▶ **SET PROBLEM**
Return every line of the material exactly.

▶ **RECORDS**
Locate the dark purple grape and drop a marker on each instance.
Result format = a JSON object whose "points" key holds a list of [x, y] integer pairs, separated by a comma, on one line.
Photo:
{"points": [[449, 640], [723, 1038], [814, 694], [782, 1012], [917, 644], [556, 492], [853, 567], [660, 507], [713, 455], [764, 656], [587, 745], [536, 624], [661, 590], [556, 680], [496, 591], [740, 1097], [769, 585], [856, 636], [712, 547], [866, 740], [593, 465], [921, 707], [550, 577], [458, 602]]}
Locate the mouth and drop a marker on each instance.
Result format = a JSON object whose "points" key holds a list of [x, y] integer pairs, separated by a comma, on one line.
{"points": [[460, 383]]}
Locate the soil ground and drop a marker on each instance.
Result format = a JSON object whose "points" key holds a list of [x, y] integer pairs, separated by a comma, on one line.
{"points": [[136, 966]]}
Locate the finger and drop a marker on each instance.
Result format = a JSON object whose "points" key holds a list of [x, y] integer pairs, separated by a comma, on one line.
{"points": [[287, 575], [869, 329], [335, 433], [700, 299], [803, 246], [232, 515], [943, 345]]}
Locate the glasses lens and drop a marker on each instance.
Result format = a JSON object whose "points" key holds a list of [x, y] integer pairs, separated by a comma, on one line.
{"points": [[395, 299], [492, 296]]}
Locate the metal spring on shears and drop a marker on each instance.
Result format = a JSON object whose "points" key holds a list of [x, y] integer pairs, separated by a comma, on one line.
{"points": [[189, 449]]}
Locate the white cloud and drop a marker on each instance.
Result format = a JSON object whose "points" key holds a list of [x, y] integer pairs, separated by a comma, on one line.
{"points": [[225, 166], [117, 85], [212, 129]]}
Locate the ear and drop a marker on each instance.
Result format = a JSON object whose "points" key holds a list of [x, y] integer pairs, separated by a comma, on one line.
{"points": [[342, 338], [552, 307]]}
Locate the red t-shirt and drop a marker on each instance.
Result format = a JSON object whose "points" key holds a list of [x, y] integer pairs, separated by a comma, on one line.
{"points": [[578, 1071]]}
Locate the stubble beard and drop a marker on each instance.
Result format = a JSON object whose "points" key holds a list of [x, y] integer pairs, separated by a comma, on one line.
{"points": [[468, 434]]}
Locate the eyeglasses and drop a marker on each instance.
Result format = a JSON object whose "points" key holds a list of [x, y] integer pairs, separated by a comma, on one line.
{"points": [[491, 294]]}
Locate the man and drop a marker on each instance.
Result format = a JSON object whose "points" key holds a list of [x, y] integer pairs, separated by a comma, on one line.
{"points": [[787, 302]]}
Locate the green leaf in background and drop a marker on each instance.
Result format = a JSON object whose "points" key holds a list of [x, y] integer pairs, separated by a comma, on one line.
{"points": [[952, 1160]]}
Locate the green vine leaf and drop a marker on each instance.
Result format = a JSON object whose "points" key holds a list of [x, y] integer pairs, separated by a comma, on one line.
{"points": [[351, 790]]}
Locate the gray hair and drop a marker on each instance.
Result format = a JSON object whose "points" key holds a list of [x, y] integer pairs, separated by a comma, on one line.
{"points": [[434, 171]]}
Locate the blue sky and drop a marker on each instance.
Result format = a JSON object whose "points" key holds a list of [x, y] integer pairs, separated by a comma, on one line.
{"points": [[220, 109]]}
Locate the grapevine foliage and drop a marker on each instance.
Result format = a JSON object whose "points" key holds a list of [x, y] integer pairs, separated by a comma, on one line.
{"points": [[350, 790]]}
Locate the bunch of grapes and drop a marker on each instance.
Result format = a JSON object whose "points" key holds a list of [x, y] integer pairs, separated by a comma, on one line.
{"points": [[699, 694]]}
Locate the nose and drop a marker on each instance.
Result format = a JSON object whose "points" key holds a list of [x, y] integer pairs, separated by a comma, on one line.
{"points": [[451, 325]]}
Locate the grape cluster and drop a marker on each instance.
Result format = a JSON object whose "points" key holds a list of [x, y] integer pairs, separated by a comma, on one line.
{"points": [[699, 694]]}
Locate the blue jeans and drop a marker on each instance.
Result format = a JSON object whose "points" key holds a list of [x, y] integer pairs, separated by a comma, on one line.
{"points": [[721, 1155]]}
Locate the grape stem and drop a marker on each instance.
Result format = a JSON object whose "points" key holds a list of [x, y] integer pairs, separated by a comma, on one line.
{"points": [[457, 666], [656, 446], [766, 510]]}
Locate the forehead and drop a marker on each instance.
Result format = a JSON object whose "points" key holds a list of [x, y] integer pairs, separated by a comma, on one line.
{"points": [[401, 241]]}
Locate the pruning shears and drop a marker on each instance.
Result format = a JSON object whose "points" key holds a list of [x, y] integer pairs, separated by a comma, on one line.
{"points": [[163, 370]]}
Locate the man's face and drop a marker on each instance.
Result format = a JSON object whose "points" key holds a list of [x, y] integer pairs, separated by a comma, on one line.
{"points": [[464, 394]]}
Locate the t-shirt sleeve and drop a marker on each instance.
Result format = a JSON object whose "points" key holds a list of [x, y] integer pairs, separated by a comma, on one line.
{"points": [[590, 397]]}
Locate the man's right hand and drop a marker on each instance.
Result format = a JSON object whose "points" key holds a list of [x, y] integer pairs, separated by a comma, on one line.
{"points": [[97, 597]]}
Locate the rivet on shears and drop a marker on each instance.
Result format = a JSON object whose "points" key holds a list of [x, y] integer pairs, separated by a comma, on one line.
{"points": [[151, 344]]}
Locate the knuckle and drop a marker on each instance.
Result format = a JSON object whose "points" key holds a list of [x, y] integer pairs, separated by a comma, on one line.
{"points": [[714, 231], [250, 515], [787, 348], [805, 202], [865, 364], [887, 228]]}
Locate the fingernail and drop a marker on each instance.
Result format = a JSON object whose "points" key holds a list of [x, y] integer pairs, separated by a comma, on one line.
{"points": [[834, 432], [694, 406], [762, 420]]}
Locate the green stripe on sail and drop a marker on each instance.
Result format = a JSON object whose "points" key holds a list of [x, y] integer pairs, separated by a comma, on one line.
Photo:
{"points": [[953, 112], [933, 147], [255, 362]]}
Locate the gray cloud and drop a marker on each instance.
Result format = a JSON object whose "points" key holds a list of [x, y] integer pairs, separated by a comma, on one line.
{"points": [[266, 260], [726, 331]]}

▶ **OUTPUT OF THE EXERCISE**
Locate the dark purple grape and drop a marker on each instance.
Result format = a JSON object whose "points" key holds a list of [x, y] integer pairs, separated by a comma, on one line.
Photo:
{"points": [[449, 640], [723, 1038], [814, 694], [782, 1012], [917, 644], [556, 492], [853, 567], [660, 507], [713, 455], [764, 656], [587, 745], [536, 624], [661, 590], [556, 680], [496, 591], [740, 1097], [769, 585], [856, 636], [712, 547], [866, 740], [593, 465], [921, 707], [550, 577], [458, 602]]}
Locate the mouth and drop a marker on each instance.
Result format = a JSON object whose "points" key holds a list of [x, y] integer pairs, separated by a comma, on one line.
{"points": [[460, 383]]}
Locate the soil ground and drop a marker on each instance.
Result format = a JSON object whose "points" key holds a list of [x, y] integer pairs, separated by a comma, on one line.
{"points": [[136, 966]]}
Locate the finger and drop a marker on each instance.
Result format = a JSON object whose "points" key holds a list of [x, y] integer pairs, separated by a comma, on one line.
{"points": [[287, 575], [869, 329], [335, 433], [700, 299], [803, 246], [232, 515], [943, 345]]}
Locate the glasses lens and drop a marker on each instance.
Result format = a JSON object whose "points" key holds a list of [x, y] integer pairs, separated by a comma, on one line.
{"points": [[395, 299], [492, 296]]}
Locate the metal spring on shears and drop a marker on each instance.
Result format = a JSON object whose "points" key holds a list of [x, y] integer pairs, separated by a comma, on one line.
{"points": [[189, 449]]}
Locate the white cloud and drop a marker on each instance.
Result format = a JSON object whose "points" key holds a list of [x, y] integer pairs, separated by a comma, on one line.
{"points": [[225, 166], [117, 85], [212, 129]]}
Locate the ear and drop a marker on each instance.
Result format = a JSON object whose "points" key holds a list of [x, y] integer pairs, separated by a comma, on one line.
{"points": [[342, 338], [552, 307]]}
Locate the red t-shirt and drop a marker on each instance.
Result format = a JSON object whose "points" key holds a list of [x, y] integer pairs, separated by a comma, on one line.
{"points": [[578, 1071]]}
Locate the stubble beard and drop a marker on each instance.
Result format = a JSON object whose "points" key holds a list of [x, y] integer pairs, separated by a comma, on one line.
{"points": [[468, 434]]}
Locate the eyeglasses and drop a marker on each instance.
Result format = a JSON object whose "points" key holds a list of [x, y] integer pairs, separated by a comma, on one line.
{"points": [[491, 294]]}
Locate the man and drop a marker on each instance.
Result format = a JSON object whose "points" key holds a list of [x, y] integer pairs, separated by a comma, on one line.
{"points": [[787, 302]]}
Locate the green leaf in background and drop a marker on each instance.
Result format = a JSON object whose "points" key holds a list of [x, y] integer pairs, separated by a comma, on one line.
{"points": [[952, 1160]]}
Locate the green vine leaf and drop a marker on each instance.
Result format = a JSON object whose "points" key holds a list of [x, y] integer pairs, separated by a comma, on one line.
{"points": [[351, 790]]}
Locate the gray hair and drop a marker on each instance.
Result format = a JSON object whose "points" key holds a list of [x, y] integer pairs, separated by a comma, on one line.
{"points": [[434, 171]]}
Locate the blue sky and drop a marker on each instance.
Result format = a JSON object whose "points" key holds a list of [x, y] integer pairs, separated by a comma, on one line.
{"points": [[220, 109]]}
Locate the grapevine foliage and drop a marker on each instance.
Result format = a JSON object whose "points" key holds a list of [x, y] integer pairs, separated by a comma, on one line.
{"points": [[350, 790]]}
Locate the bunch of grapes and drop a marker on each instance.
Result format = a JSON object whose "points" key holds a list of [x, y] integer pairs, separated by a comma, on one line.
{"points": [[699, 694]]}
Locate the nose and drop a marker on each instance.
Result format = a JSON object whose "points" key holds a list of [x, y] integer pairs, separated by a comma, on one line.
{"points": [[451, 325]]}
Locate the grape cluster and drop a marker on each instance.
Result format = a JSON object whose "points" key holds a list of [x, y] integer pairs, separated by a comma, on one line.
{"points": [[699, 694]]}
Locate the blue jeans and drop a marker on each instance.
Result format = a JSON object whose "points" key holds a list of [x, y] integer pairs, separated by a comma, on one line.
{"points": [[721, 1155]]}
Locate the grape stem and drop a marker on each instance.
Result format = a JSON object whose "points" key holds a list of [x, y] integer pairs, separated by a comma, on one line.
{"points": [[457, 666], [656, 446], [766, 510]]}
Locate the forehead and drop a marker on each instance.
Result format = a JSON object whose "points" key holds a list of [x, y] integer pairs, separated by a comma, on one line.
{"points": [[401, 241]]}
Locate the pruning shears and drop a marker on each instance.
Result format = a JSON object whose "points" key holds a list of [x, y] integer pairs, separated by a comma, on one line.
{"points": [[163, 370]]}
Locate the man's face and drop a marker on each instance.
Result format = a JSON object whose "points" key holds a list of [x, y] integer pairs, separated by a comma, on one line.
{"points": [[464, 394]]}
Locate the t-shirt sleeve and drop a marker on each instance.
Result format = a JSON object whose "points" key holds a list of [x, y] integer pairs, separated by a comma, on one line.
{"points": [[590, 397]]}
Locate the man's right hand and drop a marker on each instance.
Result format = a JSON object whose "points" key holds a list of [x, y] integer pairs, separated by a comma, on one line.
{"points": [[97, 597]]}
Locate the rivet on shears and drop a marker on each instance.
Result format = a JSON object whose "points" key holds a list of [x, y] integer pairs, separated by a comma, on one line.
{"points": [[151, 344]]}
Locate the knuckle and drop a marker on each instance.
Result format = a JSON object whose "points" key holds a list of [x, y] integer pairs, separated by a comma, on one line.
{"points": [[714, 231], [250, 515], [787, 348], [805, 202], [865, 364], [887, 228]]}
Locate the fingernail and drop a marker on each instance.
Result format = a JSON object whose "points" key holds a list of [x, y] integer pairs, separated by a comma, on one line.
{"points": [[834, 432], [694, 406], [762, 420]]}
Locate the green stripe on sail and drop a marker on each instance.
Result format = a JSON object whose "points" key holds a list of [x, y] integer pairs, separated by a comma, on one line.
Photo:
{"points": [[953, 112], [933, 147], [255, 362]]}
Locate the gray cloud and drop a marker on each instance.
Result format = a JSON object whose "points" key holds a list of [x, y] integer pairs, separated by a comma, on one line.
{"points": [[266, 260], [726, 331]]}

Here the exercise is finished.